→ **GOAL OF THE EXERCISE**
List each line below that contains the word "jacket", and copy every such line in full.

::::::

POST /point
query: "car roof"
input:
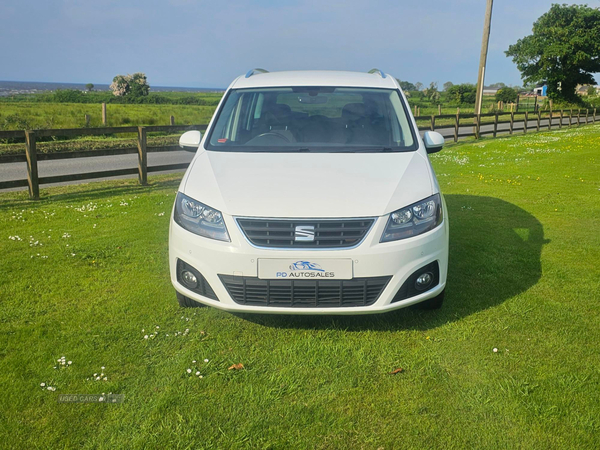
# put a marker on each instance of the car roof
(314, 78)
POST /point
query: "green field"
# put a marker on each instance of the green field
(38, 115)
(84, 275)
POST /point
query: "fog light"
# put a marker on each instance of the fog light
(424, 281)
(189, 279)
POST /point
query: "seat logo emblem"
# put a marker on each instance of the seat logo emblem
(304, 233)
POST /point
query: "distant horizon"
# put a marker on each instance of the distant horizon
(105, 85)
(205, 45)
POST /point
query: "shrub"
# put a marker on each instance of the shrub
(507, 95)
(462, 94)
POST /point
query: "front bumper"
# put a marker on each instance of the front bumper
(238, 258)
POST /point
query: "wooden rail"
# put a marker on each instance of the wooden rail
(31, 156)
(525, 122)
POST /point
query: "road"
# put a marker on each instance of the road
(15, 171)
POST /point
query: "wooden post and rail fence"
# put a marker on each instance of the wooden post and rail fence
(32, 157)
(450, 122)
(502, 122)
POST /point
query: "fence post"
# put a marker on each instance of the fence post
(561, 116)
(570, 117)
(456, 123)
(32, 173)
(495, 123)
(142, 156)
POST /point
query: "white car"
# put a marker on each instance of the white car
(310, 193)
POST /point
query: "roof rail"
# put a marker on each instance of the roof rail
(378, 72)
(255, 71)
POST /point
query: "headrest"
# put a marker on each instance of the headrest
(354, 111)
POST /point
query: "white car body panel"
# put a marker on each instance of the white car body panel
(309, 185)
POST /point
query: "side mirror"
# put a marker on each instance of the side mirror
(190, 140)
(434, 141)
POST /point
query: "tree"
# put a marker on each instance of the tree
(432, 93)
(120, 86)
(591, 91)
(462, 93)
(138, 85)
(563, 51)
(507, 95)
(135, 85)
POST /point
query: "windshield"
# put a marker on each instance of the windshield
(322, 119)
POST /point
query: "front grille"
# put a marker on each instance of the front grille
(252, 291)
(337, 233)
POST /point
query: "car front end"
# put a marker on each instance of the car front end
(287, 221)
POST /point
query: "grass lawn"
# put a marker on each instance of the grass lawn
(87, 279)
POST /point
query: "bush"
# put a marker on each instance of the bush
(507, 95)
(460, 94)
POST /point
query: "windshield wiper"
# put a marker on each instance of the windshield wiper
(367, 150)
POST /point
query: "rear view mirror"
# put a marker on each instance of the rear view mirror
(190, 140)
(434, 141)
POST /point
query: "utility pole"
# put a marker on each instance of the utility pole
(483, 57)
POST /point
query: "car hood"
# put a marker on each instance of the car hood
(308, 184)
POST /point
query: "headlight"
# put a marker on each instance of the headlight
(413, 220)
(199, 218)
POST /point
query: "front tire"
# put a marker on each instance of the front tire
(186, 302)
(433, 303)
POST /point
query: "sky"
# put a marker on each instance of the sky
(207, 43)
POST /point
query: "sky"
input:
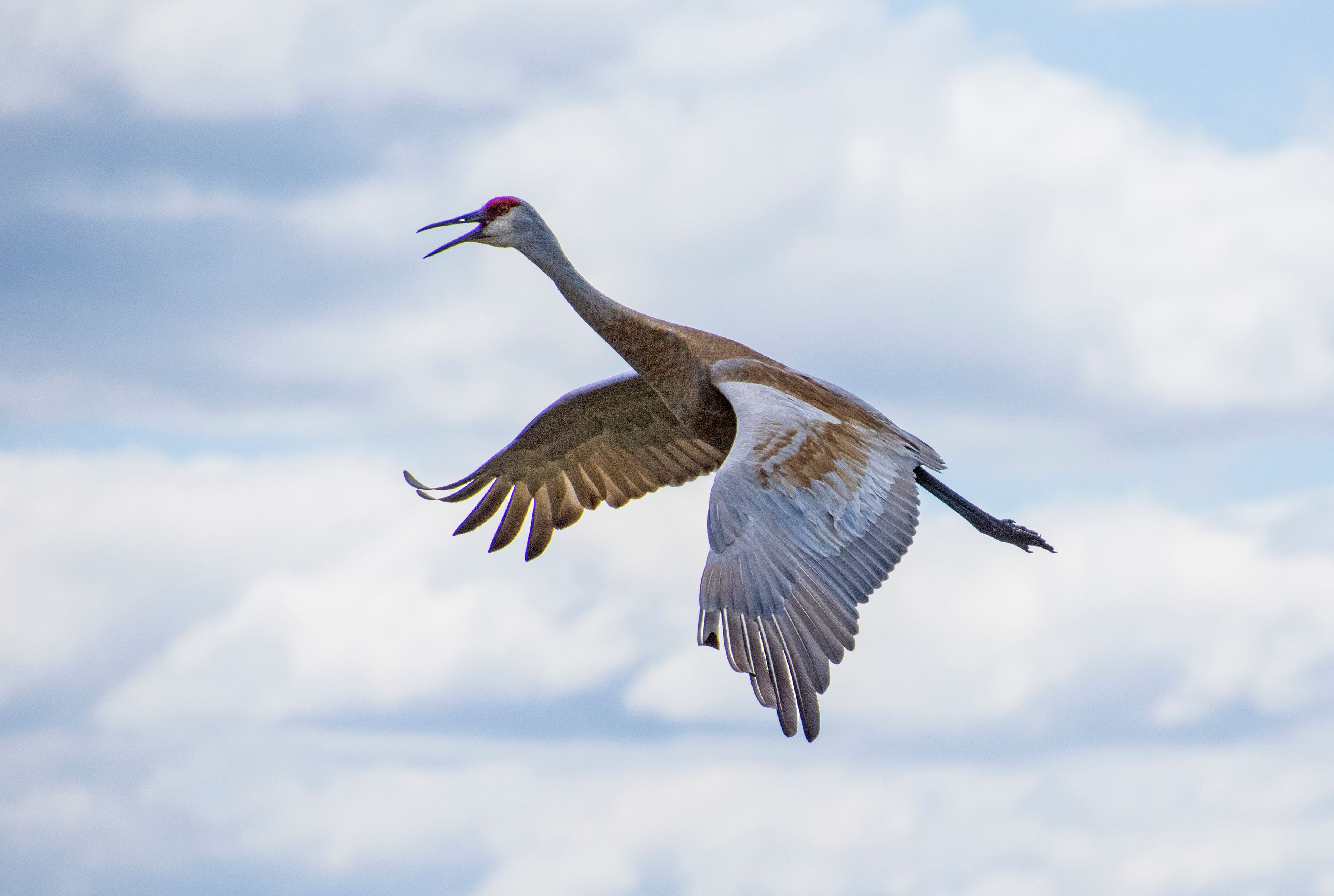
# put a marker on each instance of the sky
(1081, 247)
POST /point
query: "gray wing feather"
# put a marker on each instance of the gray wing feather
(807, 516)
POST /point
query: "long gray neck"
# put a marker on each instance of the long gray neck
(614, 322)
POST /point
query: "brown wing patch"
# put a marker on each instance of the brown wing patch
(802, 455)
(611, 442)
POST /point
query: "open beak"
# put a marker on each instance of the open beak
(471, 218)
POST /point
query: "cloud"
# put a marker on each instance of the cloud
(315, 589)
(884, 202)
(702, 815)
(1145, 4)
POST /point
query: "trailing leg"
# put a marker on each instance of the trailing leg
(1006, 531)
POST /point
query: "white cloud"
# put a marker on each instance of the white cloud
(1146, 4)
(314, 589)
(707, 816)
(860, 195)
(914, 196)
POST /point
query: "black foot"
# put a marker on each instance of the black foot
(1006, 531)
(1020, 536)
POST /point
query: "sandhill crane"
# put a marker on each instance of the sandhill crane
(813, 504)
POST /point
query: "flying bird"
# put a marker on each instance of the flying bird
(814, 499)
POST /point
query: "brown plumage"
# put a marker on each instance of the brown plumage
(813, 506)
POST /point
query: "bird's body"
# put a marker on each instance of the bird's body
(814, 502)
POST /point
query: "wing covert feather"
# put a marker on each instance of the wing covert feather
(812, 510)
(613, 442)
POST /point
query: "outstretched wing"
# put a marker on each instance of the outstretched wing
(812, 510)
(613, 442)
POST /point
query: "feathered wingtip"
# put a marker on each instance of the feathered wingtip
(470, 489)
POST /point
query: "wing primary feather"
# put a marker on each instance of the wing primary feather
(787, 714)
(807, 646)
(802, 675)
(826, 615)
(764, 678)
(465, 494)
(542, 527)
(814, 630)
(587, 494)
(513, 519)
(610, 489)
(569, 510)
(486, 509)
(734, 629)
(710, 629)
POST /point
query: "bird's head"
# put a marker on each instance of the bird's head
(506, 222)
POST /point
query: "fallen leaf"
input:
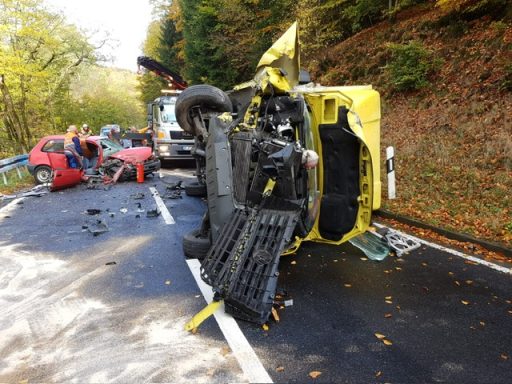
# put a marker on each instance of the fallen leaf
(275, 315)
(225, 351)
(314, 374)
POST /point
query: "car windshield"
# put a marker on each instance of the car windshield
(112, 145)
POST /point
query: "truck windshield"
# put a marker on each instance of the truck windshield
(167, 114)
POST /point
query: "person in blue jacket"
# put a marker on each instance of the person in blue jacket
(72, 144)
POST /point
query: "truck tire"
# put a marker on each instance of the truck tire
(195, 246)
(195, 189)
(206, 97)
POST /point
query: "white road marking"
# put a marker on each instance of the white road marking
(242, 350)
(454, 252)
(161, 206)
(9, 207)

::::::

→ **EXERCISE RESULT**
query: "person in blue jacket"
# put a marker on each instance of the person in blue jacket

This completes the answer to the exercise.